• INSTRUCTION: Copy every line of the material, starting at its first line and stopping after the line that contains "71, 357, 132]]". In the answers, multiply each bounding box coordinate by 2 and round to whole numbers, rounding halves up, but leave all other text unchanged.

[START OF DATASET ENTRIES]

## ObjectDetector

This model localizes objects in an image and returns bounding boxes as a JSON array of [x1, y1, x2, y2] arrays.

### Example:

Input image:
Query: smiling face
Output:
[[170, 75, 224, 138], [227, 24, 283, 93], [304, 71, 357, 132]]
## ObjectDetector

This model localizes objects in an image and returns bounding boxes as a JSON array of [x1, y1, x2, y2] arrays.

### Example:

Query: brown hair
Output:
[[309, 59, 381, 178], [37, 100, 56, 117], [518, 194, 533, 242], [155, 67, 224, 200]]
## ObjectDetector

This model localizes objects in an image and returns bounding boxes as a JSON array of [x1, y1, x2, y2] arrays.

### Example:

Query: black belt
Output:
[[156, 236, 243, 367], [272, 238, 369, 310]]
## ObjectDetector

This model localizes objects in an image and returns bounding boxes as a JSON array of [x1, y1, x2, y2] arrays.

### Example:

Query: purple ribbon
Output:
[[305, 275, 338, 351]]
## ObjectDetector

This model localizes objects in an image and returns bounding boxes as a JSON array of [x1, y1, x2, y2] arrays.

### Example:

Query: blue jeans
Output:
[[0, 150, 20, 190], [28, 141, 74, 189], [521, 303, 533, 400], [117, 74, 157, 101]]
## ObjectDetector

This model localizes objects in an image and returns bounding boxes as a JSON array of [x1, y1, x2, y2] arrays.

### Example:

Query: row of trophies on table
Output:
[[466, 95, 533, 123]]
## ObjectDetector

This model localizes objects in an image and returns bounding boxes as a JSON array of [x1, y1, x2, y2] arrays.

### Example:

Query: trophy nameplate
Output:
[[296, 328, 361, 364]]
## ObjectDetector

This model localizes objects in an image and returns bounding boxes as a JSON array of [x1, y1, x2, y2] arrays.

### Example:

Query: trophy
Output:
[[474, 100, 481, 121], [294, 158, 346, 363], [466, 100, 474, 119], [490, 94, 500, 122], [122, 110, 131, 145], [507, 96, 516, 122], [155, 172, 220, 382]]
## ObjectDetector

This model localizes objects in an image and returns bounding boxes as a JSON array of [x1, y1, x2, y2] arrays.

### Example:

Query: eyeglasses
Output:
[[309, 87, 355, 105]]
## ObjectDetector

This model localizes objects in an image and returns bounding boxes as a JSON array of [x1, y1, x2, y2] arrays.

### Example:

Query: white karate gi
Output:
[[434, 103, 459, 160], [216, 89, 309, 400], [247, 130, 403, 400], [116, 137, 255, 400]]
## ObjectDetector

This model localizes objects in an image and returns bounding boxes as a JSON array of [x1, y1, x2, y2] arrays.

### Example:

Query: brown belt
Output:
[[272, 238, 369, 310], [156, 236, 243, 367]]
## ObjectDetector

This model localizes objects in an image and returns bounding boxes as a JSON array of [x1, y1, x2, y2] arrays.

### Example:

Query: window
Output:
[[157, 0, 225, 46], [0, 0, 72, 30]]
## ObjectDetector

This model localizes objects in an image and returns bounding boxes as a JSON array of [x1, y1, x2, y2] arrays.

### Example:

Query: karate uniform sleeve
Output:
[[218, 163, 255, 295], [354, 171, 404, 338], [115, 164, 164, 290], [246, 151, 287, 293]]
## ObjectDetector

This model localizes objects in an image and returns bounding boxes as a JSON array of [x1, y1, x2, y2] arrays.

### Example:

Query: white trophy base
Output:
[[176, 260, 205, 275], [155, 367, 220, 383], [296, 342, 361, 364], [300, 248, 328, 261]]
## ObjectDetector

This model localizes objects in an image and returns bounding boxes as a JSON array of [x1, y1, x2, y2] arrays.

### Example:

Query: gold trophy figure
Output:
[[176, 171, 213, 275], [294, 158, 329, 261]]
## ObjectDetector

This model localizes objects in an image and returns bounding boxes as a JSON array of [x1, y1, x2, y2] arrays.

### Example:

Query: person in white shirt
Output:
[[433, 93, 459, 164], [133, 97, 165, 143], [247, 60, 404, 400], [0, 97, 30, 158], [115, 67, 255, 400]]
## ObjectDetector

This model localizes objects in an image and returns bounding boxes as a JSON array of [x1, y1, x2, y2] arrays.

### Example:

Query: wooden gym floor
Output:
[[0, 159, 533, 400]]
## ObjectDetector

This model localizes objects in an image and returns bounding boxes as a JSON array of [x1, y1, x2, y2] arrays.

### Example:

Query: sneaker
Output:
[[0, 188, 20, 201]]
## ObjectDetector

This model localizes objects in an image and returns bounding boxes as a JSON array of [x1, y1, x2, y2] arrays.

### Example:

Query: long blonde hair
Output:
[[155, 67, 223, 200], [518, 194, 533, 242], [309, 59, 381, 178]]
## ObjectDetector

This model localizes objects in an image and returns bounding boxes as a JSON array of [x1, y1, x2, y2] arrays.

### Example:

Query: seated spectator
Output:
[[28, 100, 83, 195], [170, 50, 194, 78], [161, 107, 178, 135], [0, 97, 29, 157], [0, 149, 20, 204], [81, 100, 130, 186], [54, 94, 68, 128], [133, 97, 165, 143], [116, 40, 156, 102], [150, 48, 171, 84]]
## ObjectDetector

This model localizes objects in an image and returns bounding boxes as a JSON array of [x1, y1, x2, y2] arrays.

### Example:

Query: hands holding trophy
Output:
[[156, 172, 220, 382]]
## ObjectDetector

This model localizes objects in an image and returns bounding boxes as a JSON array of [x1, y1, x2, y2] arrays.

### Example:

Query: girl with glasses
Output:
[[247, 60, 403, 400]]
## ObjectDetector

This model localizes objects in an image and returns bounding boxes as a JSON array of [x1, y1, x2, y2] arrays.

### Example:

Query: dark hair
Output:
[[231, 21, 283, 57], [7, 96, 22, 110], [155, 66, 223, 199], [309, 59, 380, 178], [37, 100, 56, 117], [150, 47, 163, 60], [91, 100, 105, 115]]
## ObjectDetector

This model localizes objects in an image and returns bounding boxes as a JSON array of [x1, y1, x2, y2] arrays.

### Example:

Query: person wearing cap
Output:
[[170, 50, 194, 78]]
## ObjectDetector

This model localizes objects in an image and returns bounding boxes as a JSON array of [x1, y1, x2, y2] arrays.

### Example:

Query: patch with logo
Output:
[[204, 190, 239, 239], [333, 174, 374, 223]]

[END OF DATASET ENTRIES]

• OUTPUT BELOW:
## ObjectDetector

This model localizes objects in an image and returns bounding boxes as a JSON array of [x1, y1, x2, y2] arrays.

### Example:

Input image:
Query: smiling face
Output:
[[340, 150, 448, 276], [454, 48, 566, 186], [608, 142, 714, 264]]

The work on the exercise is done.